▶ **PASSAGE PROVIDED**
■ ■ ■
# Data Cleaning and Machine Learning 

## Reading the New Integrated Sample

In [1]:
import numpy as np
import imdb 
import pandas as pd
anime_data = pd.read_csv("C://Users//Master//new_anime_data1.csv")

anime_data['episodes'] = anime_data['episodes'].replace('Unknown', np.nan)


## Data Transformation

### Drop Some Special Characters from "genre" and "overview", and Covert "type" to Movie/Tv series

In [2]:
l1 = []
l2 = []
l3 = []


anime_data['genre'].fillna('',  inplace=True)
anime_data['overview'].fillna('',  inplace=True)
anime_data['type'].fillna('',  inplace=True)
for index, row in anime_data.iterrows():
    item = row['genre']
    if(pd.isnull(item)):
            item =""
    else:
        if isinstance(item, (list, tuple)):
            item = ','.join(item)
■ ■ ■
▶ **DATA SECTION**
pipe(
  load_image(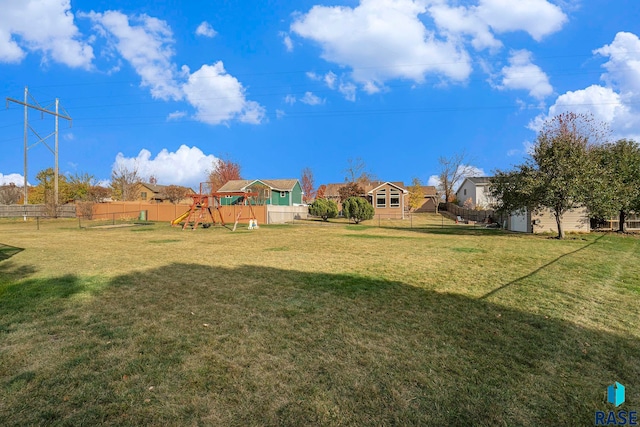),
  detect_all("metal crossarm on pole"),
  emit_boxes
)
[7,86,72,205]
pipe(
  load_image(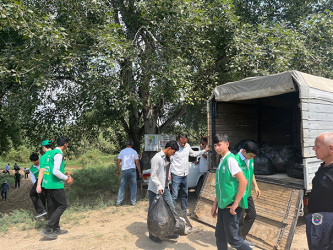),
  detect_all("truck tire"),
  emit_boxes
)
■ ■ ■
▶ **JOB**
Copy the anime data-cleaning notebook in its entirety, with no changes. These lines were taken from a separate source.

▶ **RESPONSE**
# Data Cleaning and Machine Learning 

## Reading the New Integrated Sample

In [1]:
import numpy as np
import imdb 
import pandas as pd
anime_data = pd.read_csv("C://Users//Master//new_anime_data1.csv")

anime_data['episodes'] = anime_data['episodes'].replace('Unknown', np.nan)


## Data Transformation

### Drop Some Special Characters from "genre" and "overview", and Covert "type" to Movie/Tv series

In [2]:
l1 = []
l2 = []
l3 = []


anime_data['genre'].fillna('',  inplace=True)
anime_data['overview'].fillna('',  inplace=True)
anime_data['type'].fillna('',  inplace=True)
for index, row in anime_data.iterrows():
    item = row['genre']
    if(pd.isnull(item)):
            item =""
    else:
        if isinstance(item, (list, tuple)):
            item = ','.join(item)